AIM OF THE TASK - Copy out all of the material below, substituting "pin" for each occurrence of "marker" and leaving everything else unchanged.

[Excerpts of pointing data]

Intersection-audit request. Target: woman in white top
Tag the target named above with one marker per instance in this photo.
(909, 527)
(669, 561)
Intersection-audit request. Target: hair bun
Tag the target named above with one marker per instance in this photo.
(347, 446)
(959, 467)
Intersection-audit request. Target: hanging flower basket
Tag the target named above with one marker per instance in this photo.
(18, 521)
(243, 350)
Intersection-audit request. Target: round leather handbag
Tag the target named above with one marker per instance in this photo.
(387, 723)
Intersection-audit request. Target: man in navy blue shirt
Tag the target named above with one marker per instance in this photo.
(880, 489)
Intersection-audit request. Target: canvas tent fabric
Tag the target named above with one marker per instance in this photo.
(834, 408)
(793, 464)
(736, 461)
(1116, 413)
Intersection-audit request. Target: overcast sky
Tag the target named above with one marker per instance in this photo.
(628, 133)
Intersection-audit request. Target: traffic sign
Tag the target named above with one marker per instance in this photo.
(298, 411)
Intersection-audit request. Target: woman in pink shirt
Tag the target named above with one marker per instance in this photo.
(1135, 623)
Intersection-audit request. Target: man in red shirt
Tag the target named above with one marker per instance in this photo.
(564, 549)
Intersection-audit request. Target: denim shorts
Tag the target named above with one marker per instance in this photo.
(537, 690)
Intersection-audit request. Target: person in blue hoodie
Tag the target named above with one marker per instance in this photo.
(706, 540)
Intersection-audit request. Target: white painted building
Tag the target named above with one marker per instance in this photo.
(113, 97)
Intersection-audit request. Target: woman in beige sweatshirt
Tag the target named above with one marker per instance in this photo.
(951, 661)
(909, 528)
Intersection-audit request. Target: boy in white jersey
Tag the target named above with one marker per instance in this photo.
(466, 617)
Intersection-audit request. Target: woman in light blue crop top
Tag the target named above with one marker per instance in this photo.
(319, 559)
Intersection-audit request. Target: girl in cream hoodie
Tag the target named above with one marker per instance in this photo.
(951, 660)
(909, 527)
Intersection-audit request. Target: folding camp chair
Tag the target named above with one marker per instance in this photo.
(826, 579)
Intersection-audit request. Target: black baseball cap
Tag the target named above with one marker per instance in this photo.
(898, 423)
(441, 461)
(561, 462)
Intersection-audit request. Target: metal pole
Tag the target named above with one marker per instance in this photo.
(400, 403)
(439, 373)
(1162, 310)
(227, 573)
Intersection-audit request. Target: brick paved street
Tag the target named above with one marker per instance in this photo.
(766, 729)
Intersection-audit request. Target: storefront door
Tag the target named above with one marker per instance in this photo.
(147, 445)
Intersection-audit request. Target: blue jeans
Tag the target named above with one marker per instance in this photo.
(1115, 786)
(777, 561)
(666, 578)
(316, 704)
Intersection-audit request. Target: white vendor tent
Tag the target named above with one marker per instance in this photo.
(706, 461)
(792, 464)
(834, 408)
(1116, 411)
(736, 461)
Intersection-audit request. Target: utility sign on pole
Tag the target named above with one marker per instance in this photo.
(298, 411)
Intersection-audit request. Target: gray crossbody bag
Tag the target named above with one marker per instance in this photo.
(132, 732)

COMPLETE ANSWER -
Intersection-audit request. Target: woman in white top
Tag the target named above with one pin per instance in this photo.
(909, 527)
(669, 561)
Intersection-audit request. Target: hair bun
Tag the target named above with one pin per instance in this photo.
(347, 446)
(959, 467)
Intersection-audit request. Target: hanging flower basket
Tag the target named above with one pin per instance in this photo.
(18, 521)
(243, 350)
Intersection-audit request. Target: round leather handbag
Tag the target named above with one pin per instance in this photo.
(387, 723)
Intersection-audit request. Target: man in navy blue shirt
Tag the target named above with one pin per instance in this photo.
(880, 489)
Intersection-audit request. Target: canvas tent fabric
Tag the target named above with one pin per instance in this photo.
(834, 408)
(793, 464)
(736, 461)
(1116, 413)
Intersection-audit request. Target: overcast sky
Tag the target named above with one pin per instance in this photo.
(628, 133)
Intersection-audit request. Target: traffic sign
Tag the target named above with one pin per instance in this photo.
(298, 411)
Intersection-audit request. Target: woman in pink shirt
Tag the target named above with one pin per instance in this photo.
(1135, 623)
Intersection-audit request. Target: man in red shirt
Tag the target named above with one pin per instance in this photo.
(564, 549)
Intersection-audit request. Target: denim shorts
Tag the target named above with one pin per instance in this photo.
(537, 690)
Intersection-audit request. Target: person in blue hoodie
Tag the target named above with one pin per instance in this photo.
(706, 540)
Intersection-audit request. Target: white painted building
Tag the target named above with one pin per instance in this photo.
(113, 97)
Intersection-audit request. Target: woman in beige sweatshirt
Tag the target named above with one pin per instance in this photo.
(951, 661)
(909, 528)
Intersection-audit request. Target: boy in white jersey
Tag the target named above with one pin per instance in this photo.
(466, 617)
Intersection-audit request. Target: woman in light blue crop top
Tag the target named above with one pin per instance in this photo.
(319, 559)
Intersection-audit request. Target: girl in cream hoodie
Tag the target named above with one pin per instance in this photo.
(951, 660)
(909, 527)
Intersection-audit request. Target: folding camp chair
Tag the target named above with one pin per instance in this photo.
(826, 579)
Intersection-audit request. Target: black baseball cap
Tag the target named above with one pin per instance in this photo.
(898, 423)
(441, 461)
(561, 462)
Intersection-audit request. Target: metal pole
Tag the target named above with one pin per instance in this photo.
(400, 403)
(439, 373)
(1162, 310)
(227, 573)
Intersection-audit request. Target: brick paved street
Tag the target named above with one pin per instance in this photo.
(766, 729)
Intersection-audit request. Target: storefront door
Tag the target named above with one pin per instance in this photo.
(147, 445)
Intersection-audit request. Target: blue jeans
Tag the target named above with one pin per instance in this photo.
(1115, 786)
(777, 561)
(666, 578)
(316, 704)
Intersection-audit request. Target: white vendor tent
Tag the target named above with one pin per instance in this photo.
(706, 461)
(792, 464)
(834, 408)
(1116, 411)
(736, 461)
Intersection-audit request. Target: utility sign on pole
Tag the target named above with one pin per instance in this photo.
(298, 411)
Intersection-audit request. Target: gray crossbody bag
Tag the target named above with one pin per instance in this photo.
(132, 732)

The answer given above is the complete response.